- [What to do] Return each of the rows below unchanged, character for character.

- [Stored items]
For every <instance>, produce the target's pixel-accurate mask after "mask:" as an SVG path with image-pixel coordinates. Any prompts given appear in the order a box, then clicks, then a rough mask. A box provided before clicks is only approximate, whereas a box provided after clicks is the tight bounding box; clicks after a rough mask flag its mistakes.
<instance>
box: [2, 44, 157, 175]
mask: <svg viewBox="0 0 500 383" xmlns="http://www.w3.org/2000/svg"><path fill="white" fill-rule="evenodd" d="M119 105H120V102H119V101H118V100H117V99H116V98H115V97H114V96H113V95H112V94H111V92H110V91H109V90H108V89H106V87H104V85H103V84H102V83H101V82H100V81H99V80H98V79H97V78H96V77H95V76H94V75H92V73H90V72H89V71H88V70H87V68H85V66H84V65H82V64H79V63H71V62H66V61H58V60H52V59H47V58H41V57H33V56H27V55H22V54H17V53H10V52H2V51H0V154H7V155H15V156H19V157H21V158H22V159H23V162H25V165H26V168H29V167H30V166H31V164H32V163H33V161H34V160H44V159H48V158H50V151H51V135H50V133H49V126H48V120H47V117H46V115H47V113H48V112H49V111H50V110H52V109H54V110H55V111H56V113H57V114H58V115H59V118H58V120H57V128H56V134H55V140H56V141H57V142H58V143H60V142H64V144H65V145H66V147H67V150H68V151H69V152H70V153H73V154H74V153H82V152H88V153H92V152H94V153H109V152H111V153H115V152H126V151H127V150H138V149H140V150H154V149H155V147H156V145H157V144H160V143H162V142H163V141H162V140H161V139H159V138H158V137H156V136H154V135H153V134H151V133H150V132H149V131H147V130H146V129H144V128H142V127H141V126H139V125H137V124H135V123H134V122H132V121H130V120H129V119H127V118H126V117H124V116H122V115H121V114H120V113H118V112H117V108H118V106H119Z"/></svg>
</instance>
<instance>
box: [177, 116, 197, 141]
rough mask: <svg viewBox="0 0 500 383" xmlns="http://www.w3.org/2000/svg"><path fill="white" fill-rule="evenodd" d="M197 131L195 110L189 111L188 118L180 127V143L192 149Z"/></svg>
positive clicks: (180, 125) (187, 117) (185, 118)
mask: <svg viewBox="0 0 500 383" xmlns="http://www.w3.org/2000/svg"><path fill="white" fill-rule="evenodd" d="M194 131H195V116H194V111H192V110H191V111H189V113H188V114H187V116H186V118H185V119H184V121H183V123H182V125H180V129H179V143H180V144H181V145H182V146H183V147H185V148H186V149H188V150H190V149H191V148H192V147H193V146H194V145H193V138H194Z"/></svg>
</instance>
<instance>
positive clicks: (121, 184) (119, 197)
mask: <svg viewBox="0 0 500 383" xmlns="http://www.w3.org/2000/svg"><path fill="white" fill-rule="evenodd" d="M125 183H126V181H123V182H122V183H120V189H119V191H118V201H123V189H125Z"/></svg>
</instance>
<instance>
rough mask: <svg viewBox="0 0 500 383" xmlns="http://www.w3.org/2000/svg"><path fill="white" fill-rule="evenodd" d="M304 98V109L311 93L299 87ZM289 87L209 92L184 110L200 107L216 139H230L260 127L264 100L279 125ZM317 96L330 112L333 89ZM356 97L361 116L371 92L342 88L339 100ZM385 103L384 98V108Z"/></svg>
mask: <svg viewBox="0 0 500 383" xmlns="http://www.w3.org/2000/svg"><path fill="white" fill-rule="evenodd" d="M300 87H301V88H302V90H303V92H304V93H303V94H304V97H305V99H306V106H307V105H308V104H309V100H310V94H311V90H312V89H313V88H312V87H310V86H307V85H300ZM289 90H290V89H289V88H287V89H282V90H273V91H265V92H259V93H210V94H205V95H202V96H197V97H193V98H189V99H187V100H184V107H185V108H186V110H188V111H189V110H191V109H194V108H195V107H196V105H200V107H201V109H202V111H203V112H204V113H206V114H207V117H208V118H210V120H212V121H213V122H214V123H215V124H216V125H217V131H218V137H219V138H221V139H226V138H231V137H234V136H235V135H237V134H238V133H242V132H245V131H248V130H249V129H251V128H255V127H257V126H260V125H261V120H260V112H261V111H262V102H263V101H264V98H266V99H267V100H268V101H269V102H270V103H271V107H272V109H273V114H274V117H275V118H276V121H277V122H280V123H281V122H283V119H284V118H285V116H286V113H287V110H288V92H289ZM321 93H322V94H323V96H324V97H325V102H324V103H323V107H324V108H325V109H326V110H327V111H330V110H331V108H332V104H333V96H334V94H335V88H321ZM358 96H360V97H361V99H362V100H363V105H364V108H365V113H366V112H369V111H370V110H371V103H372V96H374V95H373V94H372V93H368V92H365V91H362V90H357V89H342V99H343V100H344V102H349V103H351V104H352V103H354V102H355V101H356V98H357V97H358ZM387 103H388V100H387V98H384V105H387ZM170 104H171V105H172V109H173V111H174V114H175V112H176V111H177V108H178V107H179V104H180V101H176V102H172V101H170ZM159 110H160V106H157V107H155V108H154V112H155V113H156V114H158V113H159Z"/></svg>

- [Response to this exercise]
For every <instance>, produce the target's pixel-accurate mask after "mask:" as an SVG path with image-pixel coordinates. Any prompts given appear in the order a box, then clicks, then a rough mask. A box provided before clicks is only approximate, whereas a box provided after clicks is the tight bounding box; clicks after a rough mask flag its mistakes.
<instance>
box: [2, 44, 157, 175]
mask: <svg viewBox="0 0 500 383" xmlns="http://www.w3.org/2000/svg"><path fill="white" fill-rule="evenodd" d="M119 105H120V102H119V101H118V100H117V99H116V98H115V97H114V96H113V95H112V94H111V92H110V91H109V90H108V89H106V87H104V85H103V84H102V83H101V82H100V81H99V80H98V79H97V78H96V77H95V76H94V75H92V73H90V72H89V71H88V70H87V68H85V66H84V65H82V64H79V63H71V62H66V61H58V60H52V59H47V58H41V57H33V56H27V55H22V54H17V53H10V52H2V51H0V154H7V155H15V156H19V157H21V158H22V159H23V162H25V165H26V168H29V167H30V166H31V164H32V163H33V161H34V160H44V159H48V158H50V151H51V135H50V133H49V126H48V120H47V117H46V115H47V113H48V112H49V111H50V110H52V109H54V110H55V111H56V113H57V114H58V115H59V118H58V120H57V128H56V134H55V140H56V141H57V142H58V143H60V142H64V144H65V145H66V147H67V150H68V151H69V152H70V153H73V154H74V153H82V152H88V153H92V152H94V153H109V152H111V153H115V152H126V151H127V150H138V149H140V150H154V149H155V147H156V145H157V144H160V143H162V142H163V141H162V140H161V139H159V138H158V137H156V136H154V135H153V134H151V133H150V132H149V131H147V130H146V129H144V128H142V127H141V126H139V125H137V124H135V123H134V122H132V121H130V120H129V119H127V118H126V117H124V116H122V115H121V114H120V113H118V112H117V108H118V106H119Z"/></svg>
</instance>
<instance>
box: [177, 116, 197, 141]
rough mask: <svg viewBox="0 0 500 383" xmlns="http://www.w3.org/2000/svg"><path fill="white" fill-rule="evenodd" d="M197 131L195 110L189 111L188 118L180 127V143L192 149Z"/></svg>
positive clicks: (180, 125) (187, 117) (185, 118)
mask: <svg viewBox="0 0 500 383" xmlns="http://www.w3.org/2000/svg"><path fill="white" fill-rule="evenodd" d="M194 131H195V116H194V111H192V110H191V111H189V113H188V114H187V116H186V118H185V119H184V121H183V123H182V125H180V129H179V143H180V144H181V145H182V146H183V147H185V148H186V149H188V150H190V149H191V148H192V147H193V146H194V145H193V138H194Z"/></svg>
</instance>
<instance>
positive clicks: (121, 184) (119, 197)
mask: <svg viewBox="0 0 500 383" xmlns="http://www.w3.org/2000/svg"><path fill="white" fill-rule="evenodd" d="M125 183H126V181H123V182H122V183H120V189H119V191H118V201H123V189H125Z"/></svg>
</instance>
<instance>
rough mask: <svg viewBox="0 0 500 383" xmlns="http://www.w3.org/2000/svg"><path fill="white" fill-rule="evenodd" d="M304 98V109L311 93L299 87ZM289 87L209 92L184 110L200 107L216 139H230L260 127L264 100L279 125ZM317 96L330 112L333 89ZM356 97L361 116L371 92L342 88L339 100ZM385 103L384 98V108Z"/></svg>
mask: <svg viewBox="0 0 500 383" xmlns="http://www.w3.org/2000/svg"><path fill="white" fill-rule="evenodd" d="M300 87H301V88H302V90H303V92H304V93H303V94H304V97H305V99H306V106H307V105H308V104H309V100H310V94H311V90H312V89H313V88H312V87H310V86H307V85H300ZM289 90H290V89H289V88H287V89H282V90H273V91H265V92H259V93H210V94H205V95H202V96H197V97H193V98H189V99H187V100H184V107H185V108H186V110H188V111H189V110H191V109H194V108H195V107H196V105H200V107H201V109H202V111H203V112H204V113H206V114H207V117H208V118H210V120H212V121H213V122H214V123H215V124H216V125H217V131H218V137H219V138H221V139H226V138H231V137H234V136H235V135H237V134H238V133H242V132H245V131H248V130H249V129H251V128H255V127H257V126H260V125H261V120H260V112H261V111H262V102H263V101H264V98H266V99H267V100H268V101H269V102H270V103H271V107H272V109H273V114H274V117H275V118H276V121H277V122H280V123H281V122H283V119H284V118H285V116H286V113H287V110H288V92H289ZM321 93H322V94H323V96H324V97H325V102H324V103H323V107H324V108H325V109H326V110H327V111H330V110H331V108H332V104H333V96H334V94H335V88H321ZM358 96H360V97H361V99H362V100H363V105H364V108H365V113H366V112H369V111H370V110H371V103H372V96H374V95H373V94H372V93H368V92H365V91H362V90H357V89H342V99H343V100H344V102H349V103H351V104H352V103H354V102H355V101H356V98H357V97H358ZM387 103H388V100H387V98H384V105H387ZM170 104H171V105H172V109H173V111H174V114H175V112H176V111H177V108H178V107H179V104H180V101H176V102H172V101H170ZM159 110H160V106H157V107H155V108H154V112H155V113H156V114H158V113H159Z"/></svg>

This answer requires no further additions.